Consignes
Quelles sont toutes les personnes désignées par leur nom dans l'article ci-dessous sur l'expédition de César en Germanie ?

Article
┄┄┄┄┄┄

Au cours de cette campagne, César fait une incursion spectaculaire en Germanie (- 55) ; on connaît l’épisode du pont traversant le Rhin, construit en dix jours seulement, le général estimant que son rang est celui du peuple romain imposât qu’il ne traversât pas le fleuve en barque. Au-delà de cette question, il s’agissait de marquer les esprits. Rome réalisait un exploit technique, l’un de ceux qui conduisirent des cités gauloises à se rendre sans même livrer combat en voyant les grandes tours se déplacer et avancer vers elles. Jules César soutenait ainsi les Ubiens, un peuple germanique allié de Rome, en conflits avec d’autres tribus. Au bout de dix-huit jours de campagne en territoire germain, César fait demi-tour et détruire le pont. Certes, les Germains pouvaient livrer combat, mais le message était limpide : César va où il veut, et il est prêt à combattre encore les terribles Germains – il avait vaincu Arioviste en – 58 – si ceux-ci continuent à s’aventurer en Gaule – relevons que l’historien Paul-Marie Duval souligne que si la Gaule n’avait pas été conquise par Rome, les Germains, qui y menaient des opérations régulières, l’auraient fait, retardant par-là même l’arrivée de la civilisation occidentale et ce que cela supposait. Les deux tentatives d’invasion de l’île de Bretagne, en 55 et 54 avant Jésus-Christ, échouent néanmoins mais dissuadent les Bretons de s’aventurer sur le continent pour affronter les légions.

┄┄┄┄┄┄

Lignes fournies
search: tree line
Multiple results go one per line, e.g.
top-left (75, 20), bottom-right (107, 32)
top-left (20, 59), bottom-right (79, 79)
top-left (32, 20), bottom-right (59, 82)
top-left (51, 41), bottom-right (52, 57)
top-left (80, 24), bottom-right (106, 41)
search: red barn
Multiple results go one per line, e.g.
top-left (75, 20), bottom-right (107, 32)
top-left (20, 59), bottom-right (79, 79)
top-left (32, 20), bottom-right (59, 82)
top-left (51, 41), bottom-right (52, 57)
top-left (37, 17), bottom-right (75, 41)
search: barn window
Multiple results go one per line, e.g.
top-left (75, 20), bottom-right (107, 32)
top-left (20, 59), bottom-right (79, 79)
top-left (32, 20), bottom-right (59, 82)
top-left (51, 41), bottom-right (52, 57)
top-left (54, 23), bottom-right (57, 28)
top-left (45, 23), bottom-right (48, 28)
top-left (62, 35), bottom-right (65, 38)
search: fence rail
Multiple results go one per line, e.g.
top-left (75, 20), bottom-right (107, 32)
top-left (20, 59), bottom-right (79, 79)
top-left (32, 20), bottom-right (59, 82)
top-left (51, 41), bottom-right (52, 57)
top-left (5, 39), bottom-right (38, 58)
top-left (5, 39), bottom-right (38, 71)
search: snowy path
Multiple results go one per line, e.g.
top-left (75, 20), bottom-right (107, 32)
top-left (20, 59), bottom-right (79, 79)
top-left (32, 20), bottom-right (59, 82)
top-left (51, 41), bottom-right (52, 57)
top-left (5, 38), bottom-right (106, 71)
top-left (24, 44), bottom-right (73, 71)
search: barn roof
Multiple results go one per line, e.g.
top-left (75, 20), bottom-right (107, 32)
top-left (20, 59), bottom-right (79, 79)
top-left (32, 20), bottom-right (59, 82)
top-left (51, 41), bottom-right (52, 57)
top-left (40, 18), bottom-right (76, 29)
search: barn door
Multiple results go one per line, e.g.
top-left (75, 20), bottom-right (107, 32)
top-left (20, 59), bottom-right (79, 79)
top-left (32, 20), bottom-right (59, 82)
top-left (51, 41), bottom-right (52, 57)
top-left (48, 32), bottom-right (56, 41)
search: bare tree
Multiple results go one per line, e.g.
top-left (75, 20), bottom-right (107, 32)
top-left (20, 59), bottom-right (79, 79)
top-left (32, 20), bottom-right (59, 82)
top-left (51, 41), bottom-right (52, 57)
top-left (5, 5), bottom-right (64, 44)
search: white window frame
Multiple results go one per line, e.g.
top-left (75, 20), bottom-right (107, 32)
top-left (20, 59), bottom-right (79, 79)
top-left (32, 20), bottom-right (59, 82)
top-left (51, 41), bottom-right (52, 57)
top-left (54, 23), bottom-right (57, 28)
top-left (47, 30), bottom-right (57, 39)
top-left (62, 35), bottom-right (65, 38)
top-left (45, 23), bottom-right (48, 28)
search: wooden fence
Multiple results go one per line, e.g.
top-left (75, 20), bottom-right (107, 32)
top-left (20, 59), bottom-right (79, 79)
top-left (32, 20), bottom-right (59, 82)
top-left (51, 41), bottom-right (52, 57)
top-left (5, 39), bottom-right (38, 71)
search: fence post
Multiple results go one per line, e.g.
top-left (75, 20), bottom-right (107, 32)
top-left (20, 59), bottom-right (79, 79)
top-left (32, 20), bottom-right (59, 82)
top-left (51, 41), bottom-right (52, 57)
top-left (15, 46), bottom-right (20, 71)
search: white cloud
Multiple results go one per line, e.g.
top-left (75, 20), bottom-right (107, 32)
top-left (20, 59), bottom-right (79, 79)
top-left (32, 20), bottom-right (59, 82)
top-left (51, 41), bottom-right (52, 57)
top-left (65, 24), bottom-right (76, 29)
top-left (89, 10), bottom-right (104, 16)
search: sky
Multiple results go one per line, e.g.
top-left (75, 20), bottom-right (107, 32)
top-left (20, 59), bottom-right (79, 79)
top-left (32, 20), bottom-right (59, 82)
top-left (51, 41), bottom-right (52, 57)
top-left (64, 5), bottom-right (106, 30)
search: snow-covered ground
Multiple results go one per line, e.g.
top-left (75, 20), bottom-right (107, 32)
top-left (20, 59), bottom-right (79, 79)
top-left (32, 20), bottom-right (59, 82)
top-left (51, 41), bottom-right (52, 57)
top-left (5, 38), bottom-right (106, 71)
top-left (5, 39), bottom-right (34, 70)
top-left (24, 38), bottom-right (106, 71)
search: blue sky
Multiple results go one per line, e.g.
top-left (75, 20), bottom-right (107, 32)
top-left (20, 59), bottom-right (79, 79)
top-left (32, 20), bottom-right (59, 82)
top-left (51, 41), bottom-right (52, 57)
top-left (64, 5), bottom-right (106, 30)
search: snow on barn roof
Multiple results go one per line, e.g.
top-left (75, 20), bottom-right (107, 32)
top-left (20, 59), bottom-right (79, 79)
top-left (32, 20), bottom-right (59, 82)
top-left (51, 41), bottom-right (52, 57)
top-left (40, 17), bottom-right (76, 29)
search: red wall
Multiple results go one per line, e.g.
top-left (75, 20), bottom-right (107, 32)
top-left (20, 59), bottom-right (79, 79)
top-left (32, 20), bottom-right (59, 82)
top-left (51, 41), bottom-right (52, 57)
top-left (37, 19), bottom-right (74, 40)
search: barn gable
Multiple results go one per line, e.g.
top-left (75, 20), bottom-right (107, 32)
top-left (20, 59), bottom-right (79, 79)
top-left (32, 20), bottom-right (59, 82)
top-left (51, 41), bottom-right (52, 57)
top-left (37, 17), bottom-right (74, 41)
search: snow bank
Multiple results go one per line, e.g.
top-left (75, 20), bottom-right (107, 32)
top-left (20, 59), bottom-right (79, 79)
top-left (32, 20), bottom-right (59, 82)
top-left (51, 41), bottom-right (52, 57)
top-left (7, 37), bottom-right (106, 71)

┄┄┄┄┄┄

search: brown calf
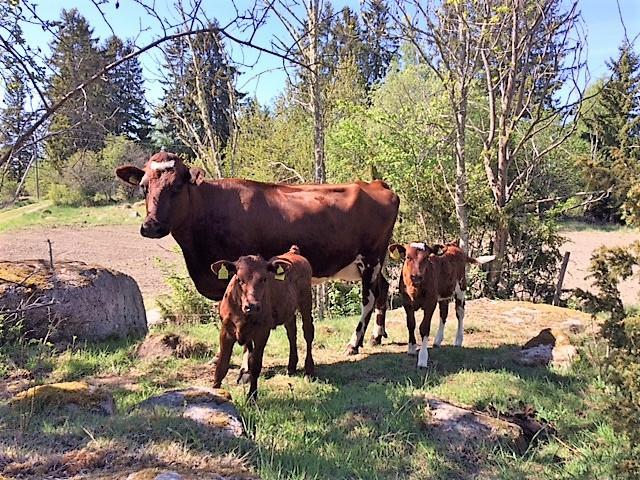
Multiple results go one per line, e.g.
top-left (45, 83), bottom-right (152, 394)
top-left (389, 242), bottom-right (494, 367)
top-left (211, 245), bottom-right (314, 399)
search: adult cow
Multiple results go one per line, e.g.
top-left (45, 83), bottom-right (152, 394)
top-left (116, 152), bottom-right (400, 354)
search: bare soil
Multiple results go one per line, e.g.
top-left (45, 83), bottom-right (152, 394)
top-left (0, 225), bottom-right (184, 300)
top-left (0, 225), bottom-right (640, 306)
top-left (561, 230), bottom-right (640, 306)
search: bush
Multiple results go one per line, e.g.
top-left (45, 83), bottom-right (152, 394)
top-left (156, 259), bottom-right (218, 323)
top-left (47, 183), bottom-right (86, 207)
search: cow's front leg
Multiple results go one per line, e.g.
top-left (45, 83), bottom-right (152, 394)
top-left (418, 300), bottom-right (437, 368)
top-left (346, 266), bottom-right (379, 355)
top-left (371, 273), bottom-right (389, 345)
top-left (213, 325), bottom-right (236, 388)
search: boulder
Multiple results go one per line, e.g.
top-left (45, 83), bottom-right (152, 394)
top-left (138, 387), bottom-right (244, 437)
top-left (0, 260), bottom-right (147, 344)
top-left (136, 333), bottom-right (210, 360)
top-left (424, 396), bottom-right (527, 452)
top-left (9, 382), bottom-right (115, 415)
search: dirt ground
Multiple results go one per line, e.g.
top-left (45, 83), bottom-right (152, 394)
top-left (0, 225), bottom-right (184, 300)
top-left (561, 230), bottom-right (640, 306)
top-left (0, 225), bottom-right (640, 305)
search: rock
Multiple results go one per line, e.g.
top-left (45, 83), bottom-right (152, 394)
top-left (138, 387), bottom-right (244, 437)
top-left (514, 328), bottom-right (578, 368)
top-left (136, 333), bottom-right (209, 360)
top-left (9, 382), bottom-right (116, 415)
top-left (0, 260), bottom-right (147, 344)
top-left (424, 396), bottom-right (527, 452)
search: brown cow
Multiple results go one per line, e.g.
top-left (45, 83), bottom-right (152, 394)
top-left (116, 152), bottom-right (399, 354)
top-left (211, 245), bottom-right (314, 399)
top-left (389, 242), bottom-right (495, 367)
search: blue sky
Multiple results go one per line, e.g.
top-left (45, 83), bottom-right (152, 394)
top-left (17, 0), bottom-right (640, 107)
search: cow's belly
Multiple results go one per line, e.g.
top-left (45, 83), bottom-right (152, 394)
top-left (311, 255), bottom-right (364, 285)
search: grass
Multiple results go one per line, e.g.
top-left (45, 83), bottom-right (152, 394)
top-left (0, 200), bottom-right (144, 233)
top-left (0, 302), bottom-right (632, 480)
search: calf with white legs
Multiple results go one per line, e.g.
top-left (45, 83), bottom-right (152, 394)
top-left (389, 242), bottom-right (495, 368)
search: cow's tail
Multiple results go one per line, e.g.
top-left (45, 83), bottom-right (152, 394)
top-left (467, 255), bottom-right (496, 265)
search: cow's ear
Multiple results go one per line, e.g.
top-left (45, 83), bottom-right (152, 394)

┄┄┄┄┄┄

Réponse
- Jules César
- Arioviste
- Paul-Marie Duval